The data:

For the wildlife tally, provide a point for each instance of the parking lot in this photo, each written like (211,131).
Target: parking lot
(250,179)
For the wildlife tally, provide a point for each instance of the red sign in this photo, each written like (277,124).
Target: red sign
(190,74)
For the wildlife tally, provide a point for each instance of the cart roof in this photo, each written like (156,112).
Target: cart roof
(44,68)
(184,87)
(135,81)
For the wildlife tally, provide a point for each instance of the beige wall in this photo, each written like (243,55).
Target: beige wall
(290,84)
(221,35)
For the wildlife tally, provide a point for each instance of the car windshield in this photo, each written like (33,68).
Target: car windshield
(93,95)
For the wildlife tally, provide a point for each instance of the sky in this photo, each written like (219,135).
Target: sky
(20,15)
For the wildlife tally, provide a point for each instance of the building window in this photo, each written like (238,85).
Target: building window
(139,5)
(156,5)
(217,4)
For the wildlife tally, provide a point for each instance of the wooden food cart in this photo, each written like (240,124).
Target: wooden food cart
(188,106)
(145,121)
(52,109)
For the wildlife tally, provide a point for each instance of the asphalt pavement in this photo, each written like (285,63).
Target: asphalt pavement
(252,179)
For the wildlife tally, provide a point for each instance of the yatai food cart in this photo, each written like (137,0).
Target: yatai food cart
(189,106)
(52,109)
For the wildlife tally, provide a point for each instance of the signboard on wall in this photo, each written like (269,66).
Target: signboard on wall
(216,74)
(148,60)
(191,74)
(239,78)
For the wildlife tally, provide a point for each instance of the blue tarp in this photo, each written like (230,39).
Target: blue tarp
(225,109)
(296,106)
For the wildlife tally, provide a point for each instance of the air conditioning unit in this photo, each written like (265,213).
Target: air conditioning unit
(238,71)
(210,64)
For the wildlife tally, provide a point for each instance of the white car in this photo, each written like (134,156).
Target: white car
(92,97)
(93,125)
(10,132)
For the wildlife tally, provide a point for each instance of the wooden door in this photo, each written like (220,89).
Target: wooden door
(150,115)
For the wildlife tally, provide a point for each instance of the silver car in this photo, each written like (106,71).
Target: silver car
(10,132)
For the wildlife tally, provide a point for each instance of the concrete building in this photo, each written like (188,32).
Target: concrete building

Required action: Once you reach the line that holds "Target: air conditioning unit", print it and every line after it through the end of the records, word for word.

Output for this exercise:
Target: air conditioning unit
(238,71)
(210,64)
For the wildlife tally, provide a point for each instance of the white car in this photo, each written like (134,156).
Target: white car
(92,97)
(93,125)
(10,132)
For the wildlife tally, provide a point for each instance of the wooden door in this photo, each written like (220,89).
Target: wooden door
(150,115)
For the wildlife tally, provide a point for each instance of the silver car in this photo, each written like (106,71).
Target: silver car
(10,132)
For the wildlife tally, provide a point for each instance of the concrete building in this photo, each written like (188,32).
Target: concrete building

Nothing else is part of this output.